Copy out the final stretch of the listing: the line that contains "the white snow" and all lines after it, exactly as they appear.

Items listed in a dataset
------------------------------------------------------------------------

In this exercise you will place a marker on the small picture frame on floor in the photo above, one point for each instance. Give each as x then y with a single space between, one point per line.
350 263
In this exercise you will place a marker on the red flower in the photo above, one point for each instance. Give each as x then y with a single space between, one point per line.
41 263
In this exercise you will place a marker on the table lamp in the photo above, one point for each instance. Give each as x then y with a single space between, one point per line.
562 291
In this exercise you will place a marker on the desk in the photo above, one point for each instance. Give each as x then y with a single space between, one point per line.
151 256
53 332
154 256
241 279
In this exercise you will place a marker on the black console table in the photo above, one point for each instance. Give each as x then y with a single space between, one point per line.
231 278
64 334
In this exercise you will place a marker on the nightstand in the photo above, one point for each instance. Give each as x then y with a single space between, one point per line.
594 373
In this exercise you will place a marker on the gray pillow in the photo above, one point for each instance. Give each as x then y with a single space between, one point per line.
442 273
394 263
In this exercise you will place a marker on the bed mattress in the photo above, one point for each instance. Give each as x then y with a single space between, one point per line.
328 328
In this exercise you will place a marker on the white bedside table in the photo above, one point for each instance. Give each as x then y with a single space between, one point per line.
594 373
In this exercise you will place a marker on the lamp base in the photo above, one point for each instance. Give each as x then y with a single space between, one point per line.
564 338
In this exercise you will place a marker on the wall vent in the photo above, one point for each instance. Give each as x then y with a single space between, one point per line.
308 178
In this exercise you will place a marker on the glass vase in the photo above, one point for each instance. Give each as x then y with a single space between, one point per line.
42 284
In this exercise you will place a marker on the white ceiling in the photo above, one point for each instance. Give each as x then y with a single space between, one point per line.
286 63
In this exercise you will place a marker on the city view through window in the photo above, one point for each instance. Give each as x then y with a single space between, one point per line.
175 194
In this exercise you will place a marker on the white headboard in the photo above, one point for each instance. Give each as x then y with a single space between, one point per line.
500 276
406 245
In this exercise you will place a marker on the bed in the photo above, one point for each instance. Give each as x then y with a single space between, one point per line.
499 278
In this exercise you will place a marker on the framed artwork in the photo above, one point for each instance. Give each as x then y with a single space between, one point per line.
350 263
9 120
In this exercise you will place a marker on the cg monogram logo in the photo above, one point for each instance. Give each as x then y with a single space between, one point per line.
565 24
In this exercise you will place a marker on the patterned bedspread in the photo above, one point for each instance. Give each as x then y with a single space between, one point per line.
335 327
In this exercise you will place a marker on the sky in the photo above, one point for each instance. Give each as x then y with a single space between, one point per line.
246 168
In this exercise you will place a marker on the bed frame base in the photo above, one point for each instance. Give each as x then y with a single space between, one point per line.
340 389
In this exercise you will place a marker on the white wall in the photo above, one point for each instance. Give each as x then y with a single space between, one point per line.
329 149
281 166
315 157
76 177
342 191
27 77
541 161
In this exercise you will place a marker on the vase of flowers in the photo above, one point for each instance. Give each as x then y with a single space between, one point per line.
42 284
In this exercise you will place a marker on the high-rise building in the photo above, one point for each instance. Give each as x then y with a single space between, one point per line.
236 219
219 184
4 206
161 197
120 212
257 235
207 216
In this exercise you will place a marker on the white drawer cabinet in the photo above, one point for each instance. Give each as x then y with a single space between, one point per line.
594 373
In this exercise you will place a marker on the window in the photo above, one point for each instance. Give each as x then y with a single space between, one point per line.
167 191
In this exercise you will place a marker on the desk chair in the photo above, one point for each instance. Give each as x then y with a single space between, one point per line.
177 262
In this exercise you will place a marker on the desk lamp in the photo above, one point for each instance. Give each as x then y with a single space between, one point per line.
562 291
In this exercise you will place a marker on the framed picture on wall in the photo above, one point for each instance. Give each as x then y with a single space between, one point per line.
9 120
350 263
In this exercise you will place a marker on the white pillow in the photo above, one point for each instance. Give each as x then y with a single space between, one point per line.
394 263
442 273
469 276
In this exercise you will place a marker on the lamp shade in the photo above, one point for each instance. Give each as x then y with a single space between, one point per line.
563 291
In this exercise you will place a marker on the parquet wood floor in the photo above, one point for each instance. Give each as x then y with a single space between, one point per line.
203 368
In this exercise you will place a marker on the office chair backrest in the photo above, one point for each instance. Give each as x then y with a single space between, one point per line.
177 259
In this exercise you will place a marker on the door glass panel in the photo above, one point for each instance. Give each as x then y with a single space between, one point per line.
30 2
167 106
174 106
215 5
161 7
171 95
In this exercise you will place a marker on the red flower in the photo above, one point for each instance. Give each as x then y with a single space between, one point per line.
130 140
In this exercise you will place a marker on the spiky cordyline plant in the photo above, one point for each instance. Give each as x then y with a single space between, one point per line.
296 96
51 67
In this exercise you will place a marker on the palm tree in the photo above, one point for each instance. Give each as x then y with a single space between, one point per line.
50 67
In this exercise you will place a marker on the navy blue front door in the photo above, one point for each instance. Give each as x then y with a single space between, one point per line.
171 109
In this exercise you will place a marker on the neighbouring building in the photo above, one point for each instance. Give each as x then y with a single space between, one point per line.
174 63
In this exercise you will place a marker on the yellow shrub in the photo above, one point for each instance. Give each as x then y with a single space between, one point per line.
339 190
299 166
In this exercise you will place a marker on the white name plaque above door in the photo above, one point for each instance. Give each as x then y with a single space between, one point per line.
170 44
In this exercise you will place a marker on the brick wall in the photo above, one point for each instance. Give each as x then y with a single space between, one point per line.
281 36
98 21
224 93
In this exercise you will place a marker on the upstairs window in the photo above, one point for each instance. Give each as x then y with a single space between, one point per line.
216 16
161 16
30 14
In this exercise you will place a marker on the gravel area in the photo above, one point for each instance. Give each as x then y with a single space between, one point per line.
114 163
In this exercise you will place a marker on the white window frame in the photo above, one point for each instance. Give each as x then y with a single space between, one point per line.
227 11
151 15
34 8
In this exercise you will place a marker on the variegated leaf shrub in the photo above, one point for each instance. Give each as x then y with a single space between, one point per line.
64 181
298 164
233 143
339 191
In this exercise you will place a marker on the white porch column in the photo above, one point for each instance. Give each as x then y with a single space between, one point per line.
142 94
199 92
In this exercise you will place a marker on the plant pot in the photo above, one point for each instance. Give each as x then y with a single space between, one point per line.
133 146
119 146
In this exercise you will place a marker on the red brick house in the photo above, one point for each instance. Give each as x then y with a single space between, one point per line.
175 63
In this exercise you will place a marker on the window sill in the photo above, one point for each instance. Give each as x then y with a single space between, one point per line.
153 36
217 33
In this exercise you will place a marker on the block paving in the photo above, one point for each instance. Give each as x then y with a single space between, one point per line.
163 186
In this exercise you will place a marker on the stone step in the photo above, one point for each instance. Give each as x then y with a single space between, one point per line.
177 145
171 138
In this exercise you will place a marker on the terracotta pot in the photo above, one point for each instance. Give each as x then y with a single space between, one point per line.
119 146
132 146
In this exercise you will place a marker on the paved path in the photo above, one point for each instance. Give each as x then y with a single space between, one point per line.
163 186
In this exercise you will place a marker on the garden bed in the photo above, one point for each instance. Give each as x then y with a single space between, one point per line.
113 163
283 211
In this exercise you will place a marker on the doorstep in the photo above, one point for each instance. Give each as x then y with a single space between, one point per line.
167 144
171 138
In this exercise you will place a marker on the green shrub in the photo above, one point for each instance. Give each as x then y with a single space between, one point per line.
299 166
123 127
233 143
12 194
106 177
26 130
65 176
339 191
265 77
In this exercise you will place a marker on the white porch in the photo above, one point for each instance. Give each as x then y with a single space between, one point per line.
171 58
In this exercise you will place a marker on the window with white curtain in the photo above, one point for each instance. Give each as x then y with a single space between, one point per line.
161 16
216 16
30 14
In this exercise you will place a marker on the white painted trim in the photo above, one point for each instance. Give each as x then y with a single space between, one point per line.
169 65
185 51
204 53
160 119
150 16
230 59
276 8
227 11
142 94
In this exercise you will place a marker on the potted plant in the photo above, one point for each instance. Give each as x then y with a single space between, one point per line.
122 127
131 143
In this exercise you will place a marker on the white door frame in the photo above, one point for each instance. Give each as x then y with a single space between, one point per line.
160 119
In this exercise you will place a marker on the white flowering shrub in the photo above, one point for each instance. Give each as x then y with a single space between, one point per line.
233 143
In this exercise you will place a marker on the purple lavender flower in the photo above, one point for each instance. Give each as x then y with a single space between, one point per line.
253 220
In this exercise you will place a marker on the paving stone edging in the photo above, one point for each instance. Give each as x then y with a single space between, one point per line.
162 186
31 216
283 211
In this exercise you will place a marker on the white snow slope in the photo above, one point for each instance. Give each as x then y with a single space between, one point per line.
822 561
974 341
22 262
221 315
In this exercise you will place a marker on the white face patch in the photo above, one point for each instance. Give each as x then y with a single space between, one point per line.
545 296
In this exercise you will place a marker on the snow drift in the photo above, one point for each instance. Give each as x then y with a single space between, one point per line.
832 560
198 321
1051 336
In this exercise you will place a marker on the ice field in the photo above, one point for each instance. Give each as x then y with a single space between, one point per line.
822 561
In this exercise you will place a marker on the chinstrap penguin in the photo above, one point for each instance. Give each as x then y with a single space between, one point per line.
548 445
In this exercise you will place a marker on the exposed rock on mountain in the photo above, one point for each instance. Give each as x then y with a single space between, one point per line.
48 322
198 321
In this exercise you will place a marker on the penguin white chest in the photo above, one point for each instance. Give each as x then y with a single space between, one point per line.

------------------------------------------------------------------------

▸ RESULT OF THE EXERCISE
In this exercise you will place a marker on the white snow slope in the photo above, one point for each instance. Give each as x then y with a single space between, one point per line.
822 561
974 341
22 262
221 315
In this exercise you will place a marker on the white face patch in the photo above, one point for each instance. Give each as x then y with a single space between, one point per line.
545 296
In this exercise you will place a marker on the snow drift in the photo above, one point for each instance. Give each as x then y with a single space between, one point per line.
832 560
198 321
1051 336
In this exercise you will place a marker on the ice field in the photo above, one point for each instance. Give each as x then y with a single space between, one point per line.
822 561
In this exercise you will place a marker on the chinstrap penguin in the photo above, one point for each instance. Give each as x then y with a single space between, one point per line.
548 445
In this exercise you will place a marker on the exposed rock on mountain in the photo above, one point for each instance. Give each as x then y with a single space between, one point per line.
48 322
198 321
In this exercise you will place a marker on the penguin white chest in the photo above, one point for each instance. Give each as x then y with a single space between, one point per line.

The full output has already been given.